Text extract:
It was created to be about the local media and read by the local media, and the truth is that it barely spread beyond that original mission. I have met few people who did not work in TV, radio, newspapers, or advertising that ever heard of Albany Eye. No, mostly the readership was made up of media insiders and a tiny contingent of local webizens who were more tuned in to the blog scene than normal people.

What’s that, like being the area’s most influential CB radio operator?

If there was one place that Albany Eye was influential, it was inside the Times Union newsroom. They helped Albany Eye breakout from unheard of to obscure with mentions in the paper by none other than Mark McGuire and editor Rex Smith. If it weren’t for them the audience would have remained even smaller than it was. Sorry if I never thanked you.

Not complaining, though! I love that people took the time to read Albany Eye, but just between you and me, it didn’t change anyone’s viewing/listening/reading habits, never swayed an advertiser’s media spending, and had no impact on the local news or entertainment product. But other than that? It was deeply influential.

15 thoughts on “Ancient History

  1. Well, here’s one of the things that made you “influential” : you were stepping on McGuire’s toes with your blog. Actually, it might be more accurate to say you were eating his lunch. There was no other serious writing about media in this market except for his and, frankly, people enjoyed Albany Eye better.

    But let’s look at that for a second. You did not have to play by the same rules as he did, did you? If McGuire had been honest about local TV stations, newspapers, and radio, in the way you were, the Times Union would have been accused of the exact ethical conflicts he’s tossed out about you.

    You had an unfair advantage, an advantage that served to make your writing more interesting and entertaining. Maybe that’s why some journalists dislike bloggers, because they aren’t shackled by editors. I mean really, you yourself pointed out the way the TU went after Theresa Grafflin of New York Citizen One.

    I agree: you were not all that influential, except maybe in the cublicles of the TV stations and newspapers you made fun of. In those places your work fell into two camps: those who loved you because you told the truth and those who hated you for the same reason.

    1. I don’t know about any of that, but I do know this: Mark McGuire never identified me, so his claims about “naming” me are a bit hollow.

      And as for why he made such a big deal about some dumb little blog, I have no idea. Albany Eye was completely insignificant — and to suggest that it was unethical based on business reasons, that it had some measurable effect on audience behavior, and that it was a tool that unfairly shifted the balance of competition? That’s absolutely absurd.

      People have had the nerve to leave comments here suggesting that I have some unreasonable grudge against the TU. Meanwhile, six years later, they can’t stop talking about a stupid blog that barely anyone read.
      That’s pathetic.

  2. At that time, when blogs were still fairly new, 1,000/day isn’t too shabby.

    By today’s standards, sure, but not by early the 2000s.

    1. No, but it’s just a drop in the bucket, and certainly not enough to sway public opinion. Several people who work at the TU have insisted that Albany Eye was an important force that had some mysterious power over the media market; I insist that they are nuts.

Data entries:
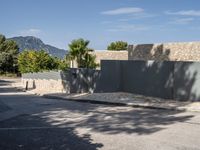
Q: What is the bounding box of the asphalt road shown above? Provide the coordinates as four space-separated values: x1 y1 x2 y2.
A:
0 80 200 150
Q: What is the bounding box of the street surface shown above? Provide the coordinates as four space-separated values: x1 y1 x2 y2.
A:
0 79 200 150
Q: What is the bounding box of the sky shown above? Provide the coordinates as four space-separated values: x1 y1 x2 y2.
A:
0 0 200 50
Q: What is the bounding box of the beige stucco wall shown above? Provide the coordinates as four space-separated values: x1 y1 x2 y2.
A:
128 42 200 61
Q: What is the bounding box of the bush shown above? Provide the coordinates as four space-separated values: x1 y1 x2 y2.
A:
107 41 128 51
18 50 68 73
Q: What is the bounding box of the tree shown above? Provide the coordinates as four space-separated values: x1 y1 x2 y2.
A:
107 41 128 51
18 50 68 73
68 39 98 68
0 35 19 73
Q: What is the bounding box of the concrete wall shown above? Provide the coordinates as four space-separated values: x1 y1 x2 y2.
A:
101 60 200 101
22 60 200 101
22 68 101 93
128 42 200 61
121 61 174 99
174 62 200 101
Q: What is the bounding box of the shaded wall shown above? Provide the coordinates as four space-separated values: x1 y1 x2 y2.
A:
22 60 200 101
101 60 200 101
121 61 174 99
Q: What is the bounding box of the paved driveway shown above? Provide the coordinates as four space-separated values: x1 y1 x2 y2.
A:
0 80 200 150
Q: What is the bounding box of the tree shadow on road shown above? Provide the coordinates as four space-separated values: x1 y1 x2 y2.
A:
0 115 103 150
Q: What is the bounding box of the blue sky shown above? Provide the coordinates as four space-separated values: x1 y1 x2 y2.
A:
0 0 200 50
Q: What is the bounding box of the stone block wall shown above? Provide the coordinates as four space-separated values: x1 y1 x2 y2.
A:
128 42 200 61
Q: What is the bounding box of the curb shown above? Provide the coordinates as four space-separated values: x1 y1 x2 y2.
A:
42 95 180 111
11 87 187 111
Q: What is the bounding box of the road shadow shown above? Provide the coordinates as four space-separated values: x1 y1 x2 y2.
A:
0 92 194 135
0 115 103 150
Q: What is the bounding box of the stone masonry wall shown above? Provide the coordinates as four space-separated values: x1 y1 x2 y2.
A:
128 42 200 61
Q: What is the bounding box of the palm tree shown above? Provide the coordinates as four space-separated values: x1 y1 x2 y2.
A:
69 38 95 68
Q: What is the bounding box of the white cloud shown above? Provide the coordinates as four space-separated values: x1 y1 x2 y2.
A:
101 7 144 15
108 24 149 32
19 28 42 36
170 18 194 24
165 10 200 17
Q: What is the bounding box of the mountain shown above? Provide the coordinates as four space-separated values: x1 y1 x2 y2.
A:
10 36 67 58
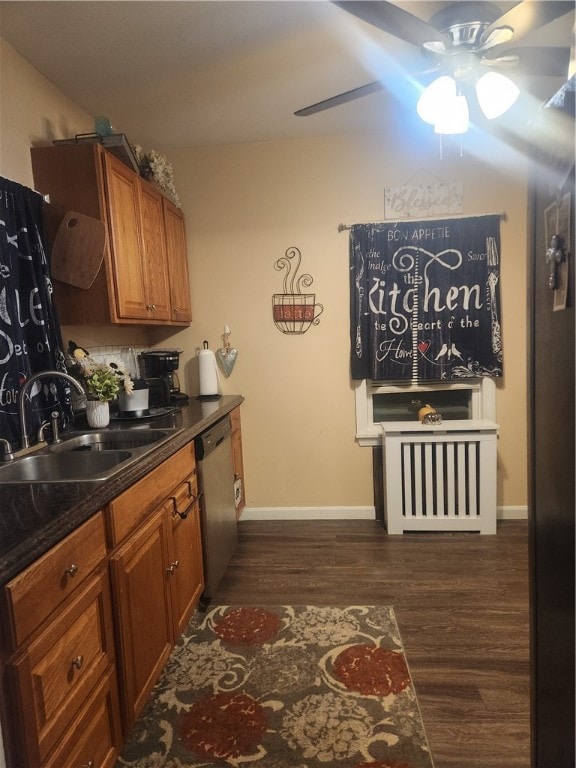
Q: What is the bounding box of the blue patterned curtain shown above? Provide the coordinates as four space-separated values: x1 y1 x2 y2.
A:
0 177 70 448
350 215 502 381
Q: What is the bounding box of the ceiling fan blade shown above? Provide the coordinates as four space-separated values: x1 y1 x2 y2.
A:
496 45 570 80
332 0 450 46
294 80 386 117
480 0 574 49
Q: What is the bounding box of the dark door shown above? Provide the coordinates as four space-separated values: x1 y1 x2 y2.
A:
528 92 576 768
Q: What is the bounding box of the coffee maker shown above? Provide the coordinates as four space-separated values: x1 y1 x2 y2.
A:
140 349 188 407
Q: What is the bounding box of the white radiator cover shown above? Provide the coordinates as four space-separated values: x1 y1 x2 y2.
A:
381 419 498 534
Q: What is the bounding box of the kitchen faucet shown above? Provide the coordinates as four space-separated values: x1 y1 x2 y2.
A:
18 371 86 449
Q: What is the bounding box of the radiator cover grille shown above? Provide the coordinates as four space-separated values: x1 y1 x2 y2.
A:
383 422 496 533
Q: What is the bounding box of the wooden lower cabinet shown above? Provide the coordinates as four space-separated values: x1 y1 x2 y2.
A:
6 570 118 768
43 671 122 768
110 443 204 734
110 507 172 729
167 473 204 640
0 442 204 768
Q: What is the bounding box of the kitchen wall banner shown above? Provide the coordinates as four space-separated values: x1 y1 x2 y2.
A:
350 215 502 381
0 177 69 448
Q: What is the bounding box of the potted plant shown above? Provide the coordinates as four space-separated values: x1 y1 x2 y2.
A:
66 341 134 427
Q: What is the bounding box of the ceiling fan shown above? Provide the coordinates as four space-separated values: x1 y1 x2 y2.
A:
294 0 574 133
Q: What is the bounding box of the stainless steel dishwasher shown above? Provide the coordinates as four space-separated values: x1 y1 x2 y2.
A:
195 416 238 604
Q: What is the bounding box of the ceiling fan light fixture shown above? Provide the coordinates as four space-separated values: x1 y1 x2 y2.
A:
476 72 520 120
482 27 514 51
416 75 457 125
434 96 470 134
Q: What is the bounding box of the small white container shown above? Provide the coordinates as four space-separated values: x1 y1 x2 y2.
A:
118 387 148 416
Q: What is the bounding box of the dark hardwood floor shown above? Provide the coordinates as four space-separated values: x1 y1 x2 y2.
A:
212 520 528 768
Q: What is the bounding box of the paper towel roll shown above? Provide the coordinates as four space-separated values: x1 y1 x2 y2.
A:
198 349 218 395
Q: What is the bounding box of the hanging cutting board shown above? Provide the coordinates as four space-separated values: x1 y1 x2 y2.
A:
52 211 106 289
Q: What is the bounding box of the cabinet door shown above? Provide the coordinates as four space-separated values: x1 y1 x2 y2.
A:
8 572 114 765
110 506 172 730
103 152 149 319
164 198 192 322
166 486 204 638
42 671 122 768
140 181 172 320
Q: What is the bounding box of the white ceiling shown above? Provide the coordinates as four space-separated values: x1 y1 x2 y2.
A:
0 0 574 148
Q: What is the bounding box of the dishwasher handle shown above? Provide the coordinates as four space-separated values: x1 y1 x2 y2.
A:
195 416 232 461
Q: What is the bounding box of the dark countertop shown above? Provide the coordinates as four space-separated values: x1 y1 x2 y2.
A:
0 395 244 585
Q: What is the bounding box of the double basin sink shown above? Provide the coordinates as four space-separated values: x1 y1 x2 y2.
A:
0 427 181 483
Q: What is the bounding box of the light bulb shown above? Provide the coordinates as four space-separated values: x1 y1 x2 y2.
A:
476 72 520 120
416 75 456 125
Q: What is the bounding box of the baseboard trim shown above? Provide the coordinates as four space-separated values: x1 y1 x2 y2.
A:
496 507 528 520
241 507 376 520
241 507 528 520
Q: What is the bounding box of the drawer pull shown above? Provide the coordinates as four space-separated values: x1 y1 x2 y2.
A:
172 496 188 520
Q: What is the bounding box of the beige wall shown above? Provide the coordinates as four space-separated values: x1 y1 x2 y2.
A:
0 39 526 508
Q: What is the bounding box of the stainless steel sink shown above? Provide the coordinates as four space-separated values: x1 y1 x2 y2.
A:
46 429 178 454
0 427 181 483
0 451 132 483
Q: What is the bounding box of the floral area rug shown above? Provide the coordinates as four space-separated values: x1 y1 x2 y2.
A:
117 605 433 768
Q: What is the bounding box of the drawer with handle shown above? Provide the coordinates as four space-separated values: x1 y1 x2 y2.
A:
8 571 114 765
4 512 106 650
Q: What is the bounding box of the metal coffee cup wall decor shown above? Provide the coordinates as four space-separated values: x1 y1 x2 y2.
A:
272 246 324 333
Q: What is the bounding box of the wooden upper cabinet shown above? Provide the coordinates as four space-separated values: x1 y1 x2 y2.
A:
140 174 171 320
31 143 191 325
163 198 192 323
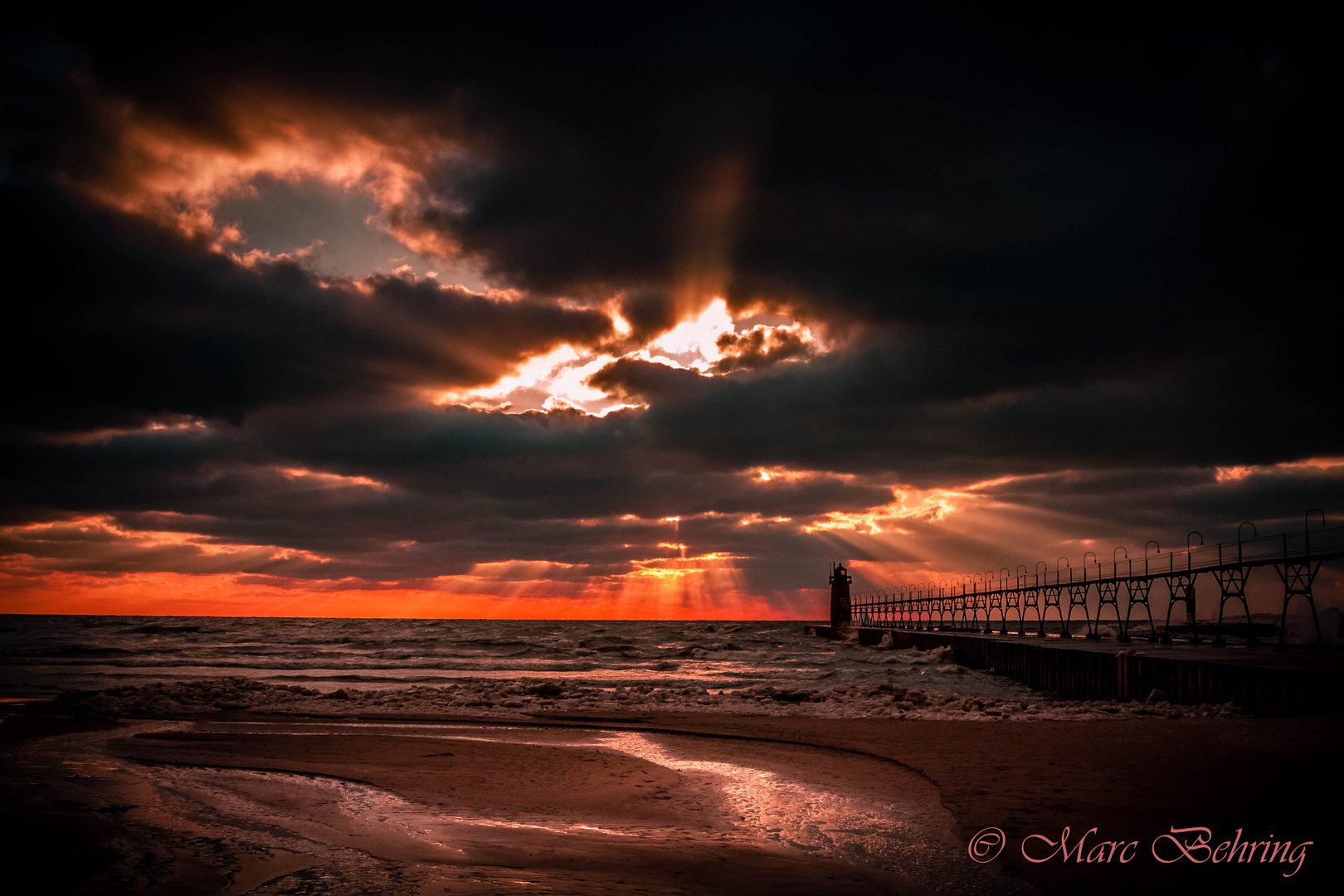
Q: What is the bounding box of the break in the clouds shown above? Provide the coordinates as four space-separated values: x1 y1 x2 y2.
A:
0 7 1344 616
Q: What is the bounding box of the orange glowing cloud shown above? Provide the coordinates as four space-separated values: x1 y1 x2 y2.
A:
72 90 466 261
0 572 806 619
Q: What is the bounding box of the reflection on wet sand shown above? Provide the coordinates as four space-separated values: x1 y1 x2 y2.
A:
2 722 1013 894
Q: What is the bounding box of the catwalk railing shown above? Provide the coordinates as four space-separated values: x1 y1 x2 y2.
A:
850 510 1344 647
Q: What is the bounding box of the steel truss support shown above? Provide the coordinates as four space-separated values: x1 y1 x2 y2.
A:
1161 572 1205 644
985 591 1008 634
1274 558 1322 650
1064 582 1101 640
1036 584 1070 638
1123 579 1157 644
1017 587 1045 638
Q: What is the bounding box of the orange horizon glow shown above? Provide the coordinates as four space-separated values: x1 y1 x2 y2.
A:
0 572 828 621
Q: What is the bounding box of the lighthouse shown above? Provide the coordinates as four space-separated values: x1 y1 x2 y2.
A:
830 562 854 626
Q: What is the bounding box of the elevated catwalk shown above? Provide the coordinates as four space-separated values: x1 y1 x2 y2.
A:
808 626 1344 718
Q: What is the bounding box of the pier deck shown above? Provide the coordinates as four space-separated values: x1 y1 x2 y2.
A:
809 626 1344 718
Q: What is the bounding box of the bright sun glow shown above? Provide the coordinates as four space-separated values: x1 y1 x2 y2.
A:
433 298 822 416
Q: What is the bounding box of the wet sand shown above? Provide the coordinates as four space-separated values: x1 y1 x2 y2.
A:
0 712 1344 894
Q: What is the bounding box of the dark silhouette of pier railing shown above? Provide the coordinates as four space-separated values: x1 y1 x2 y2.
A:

Directions for this task: Continue the Albany Eye blog discussion from the point where it stops.

Solved exercise:
      By extension, they seem to think that having written Albany Eye — a blog that 99.98% of the public never heard of — makes me some sort of public figure. That’s equally stupid. Mentioning in a news story that I wrote Albany Eye is like mentioning that I wrote Christmas letters to send out with my cards every year. Nobody cares.

  3. You were influential to me . . . I’d been running a blog in Albany since September 2000, and yours was one of the first ones in our market that the “real” media actually paid attention to, so that intrigued me, needless to say. You were a big favorite on the Upstate Wasted board at the time, too, which had a HUGE and rapid following/participation for a couple of years, with insider media-bashing (anti-Metroland especially, while I was writing there) being a favorite topic, so your views carried weight and generated a lot of conversation there. (Some of the edited relics of that free-for-all still live at http://upstateether.wordpress.com/). I also appreciated the fact that, years later, when the time came later to stand your ground on a point of principle as a blogger, you stood it. I was glad to know that I wasn’t the first or only one to go through that when my time came.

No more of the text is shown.